═══ Dataset records

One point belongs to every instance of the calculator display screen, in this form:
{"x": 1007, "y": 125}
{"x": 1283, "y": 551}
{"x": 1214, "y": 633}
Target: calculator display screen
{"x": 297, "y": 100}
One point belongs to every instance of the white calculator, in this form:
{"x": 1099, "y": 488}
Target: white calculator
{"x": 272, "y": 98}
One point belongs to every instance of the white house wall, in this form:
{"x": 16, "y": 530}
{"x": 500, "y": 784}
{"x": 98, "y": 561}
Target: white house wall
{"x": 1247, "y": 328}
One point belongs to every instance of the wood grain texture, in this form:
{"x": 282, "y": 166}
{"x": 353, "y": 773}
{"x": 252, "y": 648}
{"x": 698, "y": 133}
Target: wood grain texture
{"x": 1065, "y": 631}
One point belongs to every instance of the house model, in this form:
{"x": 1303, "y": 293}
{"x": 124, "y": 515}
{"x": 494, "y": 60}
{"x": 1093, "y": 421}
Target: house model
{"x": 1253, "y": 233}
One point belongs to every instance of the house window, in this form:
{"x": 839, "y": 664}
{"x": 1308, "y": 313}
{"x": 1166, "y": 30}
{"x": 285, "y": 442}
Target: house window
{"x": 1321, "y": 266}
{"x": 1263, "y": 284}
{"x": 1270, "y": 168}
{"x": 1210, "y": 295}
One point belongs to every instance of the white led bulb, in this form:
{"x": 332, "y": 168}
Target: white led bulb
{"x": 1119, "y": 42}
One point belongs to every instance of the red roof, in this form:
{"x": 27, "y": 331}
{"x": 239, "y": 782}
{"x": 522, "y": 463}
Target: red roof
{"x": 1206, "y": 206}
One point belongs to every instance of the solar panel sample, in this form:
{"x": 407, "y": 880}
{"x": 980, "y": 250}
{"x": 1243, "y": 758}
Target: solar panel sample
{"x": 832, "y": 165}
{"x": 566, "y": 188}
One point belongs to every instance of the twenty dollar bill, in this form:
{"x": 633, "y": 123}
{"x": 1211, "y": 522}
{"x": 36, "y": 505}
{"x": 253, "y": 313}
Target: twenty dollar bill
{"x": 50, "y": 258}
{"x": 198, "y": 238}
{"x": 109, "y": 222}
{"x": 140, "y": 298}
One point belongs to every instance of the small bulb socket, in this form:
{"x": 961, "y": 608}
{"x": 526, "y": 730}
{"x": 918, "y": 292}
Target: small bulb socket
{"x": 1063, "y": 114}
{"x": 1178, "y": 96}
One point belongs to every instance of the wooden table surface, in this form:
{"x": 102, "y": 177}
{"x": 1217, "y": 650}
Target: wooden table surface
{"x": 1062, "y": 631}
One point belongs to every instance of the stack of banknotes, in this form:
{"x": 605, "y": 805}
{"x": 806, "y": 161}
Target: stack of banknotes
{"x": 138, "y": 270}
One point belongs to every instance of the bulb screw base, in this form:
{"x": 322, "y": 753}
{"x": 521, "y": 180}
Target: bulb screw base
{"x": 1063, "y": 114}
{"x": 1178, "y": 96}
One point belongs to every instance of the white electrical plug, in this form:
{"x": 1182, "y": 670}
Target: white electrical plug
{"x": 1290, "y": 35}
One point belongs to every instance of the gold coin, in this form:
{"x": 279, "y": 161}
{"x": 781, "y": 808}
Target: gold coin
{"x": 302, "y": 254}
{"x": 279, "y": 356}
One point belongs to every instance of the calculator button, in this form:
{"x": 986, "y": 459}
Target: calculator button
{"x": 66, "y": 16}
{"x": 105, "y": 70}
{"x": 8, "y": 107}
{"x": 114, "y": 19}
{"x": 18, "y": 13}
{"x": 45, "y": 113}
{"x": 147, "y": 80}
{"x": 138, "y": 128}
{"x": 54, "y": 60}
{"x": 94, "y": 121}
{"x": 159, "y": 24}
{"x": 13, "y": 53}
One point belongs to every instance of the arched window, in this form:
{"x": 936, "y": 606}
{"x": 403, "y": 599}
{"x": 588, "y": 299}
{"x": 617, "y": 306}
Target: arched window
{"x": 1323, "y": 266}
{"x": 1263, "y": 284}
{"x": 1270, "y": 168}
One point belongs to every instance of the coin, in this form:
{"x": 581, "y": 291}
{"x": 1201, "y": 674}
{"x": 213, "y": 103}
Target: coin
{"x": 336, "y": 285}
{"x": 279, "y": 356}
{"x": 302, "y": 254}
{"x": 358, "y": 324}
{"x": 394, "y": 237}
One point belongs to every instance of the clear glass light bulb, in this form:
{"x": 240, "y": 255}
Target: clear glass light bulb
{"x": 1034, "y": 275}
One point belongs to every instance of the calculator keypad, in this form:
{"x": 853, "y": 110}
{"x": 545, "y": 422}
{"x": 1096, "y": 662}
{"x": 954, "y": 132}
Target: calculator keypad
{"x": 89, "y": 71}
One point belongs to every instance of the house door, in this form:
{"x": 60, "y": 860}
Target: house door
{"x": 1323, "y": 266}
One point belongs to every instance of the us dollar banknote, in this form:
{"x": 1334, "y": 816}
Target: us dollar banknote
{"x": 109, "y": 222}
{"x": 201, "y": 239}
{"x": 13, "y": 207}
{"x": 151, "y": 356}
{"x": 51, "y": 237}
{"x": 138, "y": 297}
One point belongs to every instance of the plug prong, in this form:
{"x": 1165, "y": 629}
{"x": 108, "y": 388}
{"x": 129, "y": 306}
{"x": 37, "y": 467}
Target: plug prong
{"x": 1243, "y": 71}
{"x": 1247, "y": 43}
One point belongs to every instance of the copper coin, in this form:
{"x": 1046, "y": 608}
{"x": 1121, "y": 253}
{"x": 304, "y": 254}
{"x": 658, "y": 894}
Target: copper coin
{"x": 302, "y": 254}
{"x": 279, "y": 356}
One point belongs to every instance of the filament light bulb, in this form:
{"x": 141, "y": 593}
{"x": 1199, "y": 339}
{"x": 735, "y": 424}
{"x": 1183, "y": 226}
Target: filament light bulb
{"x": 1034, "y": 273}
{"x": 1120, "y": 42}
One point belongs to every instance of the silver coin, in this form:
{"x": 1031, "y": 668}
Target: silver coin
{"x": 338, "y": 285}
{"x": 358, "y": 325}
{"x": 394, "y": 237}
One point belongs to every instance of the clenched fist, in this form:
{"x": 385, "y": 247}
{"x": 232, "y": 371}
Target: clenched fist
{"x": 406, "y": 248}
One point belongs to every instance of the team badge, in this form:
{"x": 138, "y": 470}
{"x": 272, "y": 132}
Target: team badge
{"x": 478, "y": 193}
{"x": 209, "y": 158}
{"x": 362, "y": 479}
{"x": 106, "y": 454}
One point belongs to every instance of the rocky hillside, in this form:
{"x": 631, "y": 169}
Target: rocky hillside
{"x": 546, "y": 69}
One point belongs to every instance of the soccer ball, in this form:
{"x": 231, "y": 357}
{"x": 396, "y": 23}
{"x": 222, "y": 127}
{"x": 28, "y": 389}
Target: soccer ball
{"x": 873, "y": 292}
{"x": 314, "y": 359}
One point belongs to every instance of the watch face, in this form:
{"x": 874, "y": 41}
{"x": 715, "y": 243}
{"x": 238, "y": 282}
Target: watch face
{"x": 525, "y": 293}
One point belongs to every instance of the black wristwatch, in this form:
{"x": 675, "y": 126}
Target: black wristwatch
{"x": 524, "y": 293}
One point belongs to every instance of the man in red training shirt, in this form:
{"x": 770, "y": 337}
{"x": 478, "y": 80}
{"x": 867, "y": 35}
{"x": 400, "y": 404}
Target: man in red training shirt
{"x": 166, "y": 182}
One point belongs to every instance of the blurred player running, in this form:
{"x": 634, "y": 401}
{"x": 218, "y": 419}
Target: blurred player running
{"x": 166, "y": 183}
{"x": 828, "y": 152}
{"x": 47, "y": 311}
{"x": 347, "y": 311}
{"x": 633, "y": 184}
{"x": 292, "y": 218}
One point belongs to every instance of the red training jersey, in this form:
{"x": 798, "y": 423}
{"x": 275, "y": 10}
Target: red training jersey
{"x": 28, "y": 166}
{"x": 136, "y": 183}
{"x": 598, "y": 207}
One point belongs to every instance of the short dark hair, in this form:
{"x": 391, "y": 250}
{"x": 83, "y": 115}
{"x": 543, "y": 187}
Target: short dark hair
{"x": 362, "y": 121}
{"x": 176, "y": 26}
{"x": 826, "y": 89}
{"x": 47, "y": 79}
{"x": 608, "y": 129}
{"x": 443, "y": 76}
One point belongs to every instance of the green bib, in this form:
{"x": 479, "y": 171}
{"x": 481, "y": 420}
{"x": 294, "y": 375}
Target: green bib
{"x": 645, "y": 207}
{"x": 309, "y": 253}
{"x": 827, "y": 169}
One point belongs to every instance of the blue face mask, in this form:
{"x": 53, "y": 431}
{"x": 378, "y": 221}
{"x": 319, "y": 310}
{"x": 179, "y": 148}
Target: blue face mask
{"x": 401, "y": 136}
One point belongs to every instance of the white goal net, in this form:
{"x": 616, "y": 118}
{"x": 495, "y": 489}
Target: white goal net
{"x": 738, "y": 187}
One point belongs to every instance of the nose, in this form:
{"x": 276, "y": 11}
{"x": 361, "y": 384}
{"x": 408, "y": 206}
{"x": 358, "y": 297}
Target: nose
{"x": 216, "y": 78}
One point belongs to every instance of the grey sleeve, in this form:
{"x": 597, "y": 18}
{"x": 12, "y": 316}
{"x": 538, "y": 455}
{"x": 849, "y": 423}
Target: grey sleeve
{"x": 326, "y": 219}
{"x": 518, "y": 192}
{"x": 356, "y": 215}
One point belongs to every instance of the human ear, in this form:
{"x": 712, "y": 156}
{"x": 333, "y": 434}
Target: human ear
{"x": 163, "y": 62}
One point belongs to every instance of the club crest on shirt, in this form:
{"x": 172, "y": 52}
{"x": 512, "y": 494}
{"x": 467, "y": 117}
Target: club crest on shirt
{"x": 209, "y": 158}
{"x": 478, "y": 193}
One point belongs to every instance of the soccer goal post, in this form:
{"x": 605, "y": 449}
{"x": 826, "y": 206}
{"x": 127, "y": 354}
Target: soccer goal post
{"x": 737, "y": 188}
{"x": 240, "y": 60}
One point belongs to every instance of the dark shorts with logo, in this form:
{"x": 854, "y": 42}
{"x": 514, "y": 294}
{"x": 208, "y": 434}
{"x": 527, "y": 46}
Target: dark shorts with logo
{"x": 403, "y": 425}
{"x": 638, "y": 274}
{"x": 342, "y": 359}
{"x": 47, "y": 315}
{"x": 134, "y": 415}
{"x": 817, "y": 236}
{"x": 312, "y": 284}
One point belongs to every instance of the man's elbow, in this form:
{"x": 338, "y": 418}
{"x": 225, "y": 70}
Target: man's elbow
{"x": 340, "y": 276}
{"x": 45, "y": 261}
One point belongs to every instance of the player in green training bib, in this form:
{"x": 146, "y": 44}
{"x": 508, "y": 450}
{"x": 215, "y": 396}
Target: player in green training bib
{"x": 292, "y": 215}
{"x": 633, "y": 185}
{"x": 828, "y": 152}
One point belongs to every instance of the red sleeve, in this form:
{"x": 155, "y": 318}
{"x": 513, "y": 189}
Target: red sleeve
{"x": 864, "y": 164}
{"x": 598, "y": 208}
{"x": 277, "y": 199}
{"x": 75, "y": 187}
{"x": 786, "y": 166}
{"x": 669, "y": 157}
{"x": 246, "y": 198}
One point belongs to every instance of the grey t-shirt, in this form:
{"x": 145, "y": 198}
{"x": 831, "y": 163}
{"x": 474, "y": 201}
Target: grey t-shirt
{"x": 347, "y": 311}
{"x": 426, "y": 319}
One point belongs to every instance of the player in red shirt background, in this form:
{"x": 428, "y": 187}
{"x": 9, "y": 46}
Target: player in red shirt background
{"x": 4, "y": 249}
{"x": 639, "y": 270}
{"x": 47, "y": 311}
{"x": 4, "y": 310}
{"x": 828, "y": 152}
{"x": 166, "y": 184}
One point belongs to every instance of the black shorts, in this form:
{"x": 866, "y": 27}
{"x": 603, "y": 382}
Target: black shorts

══════

■ **Task prompt**: Output, unchanged, the lines from the line with "One point belongs to every instance of the man's" through the final line of the material.

■ **Expected answer**:
One point belongs to every instance of the man's elbow, in this form:
{"x": 338, "y": 418}
{"x": 225, "y": 70}
Target: man's elbow
{"x": 340, "y": 276}
{"x": 45, "y": 261}
One point belongs to every instance of the player in green training bib, in this form:
{"x": 146, "y": 44}
{"x": 508, "y": 450}
{"x": 215, "y": 396}
Target: player in green training bib
{"x": 292, "y": 215}
{"x": 633, "y": 185}
{"x": 828, "y": 152}
One point belongs to every instance of the red sleeve, in this form:
{"x": 155, "y": 318}
{"x": 513, "y": 189}
Target: red sleeve
{"x": 864, "y": 164}
{"x": 598, "y": 208}
{"x": 277, "y": 199}
{"x": 75, "y": 187}
{"x": 786, "y": 166}
{"x": 669, "y": 157}
{"x": 246, "y": 198}
One point belongs to every instance of the grey t-shirt, in this form:
{"x": 145, "y": 198}
{"x": 831, "y": 163}
{"x": 474, "y": 201}
Target: grey t-shirt
{"x": 347, "y": 311}
{"x": 426, "y": 319}
One point belongs to every instance of the player in red shirt background, in this form:
{"x": 428, "y": 187}
{"x": 9, "y": 46}
Target: player in red shirt background
{"x": 4, "y": 249}
{"x": 639, "y": 270}
{"x": 47, "y": 311}
{"x": 4, "y": 310}
{"x": 828, "y": 152}
{"x": 166, "y": 184}
One point belongs to every instance of the black shorts, in this form:
{"x": 866, "y": 27}
{"x": 603, "y": 382}
Target: black shorts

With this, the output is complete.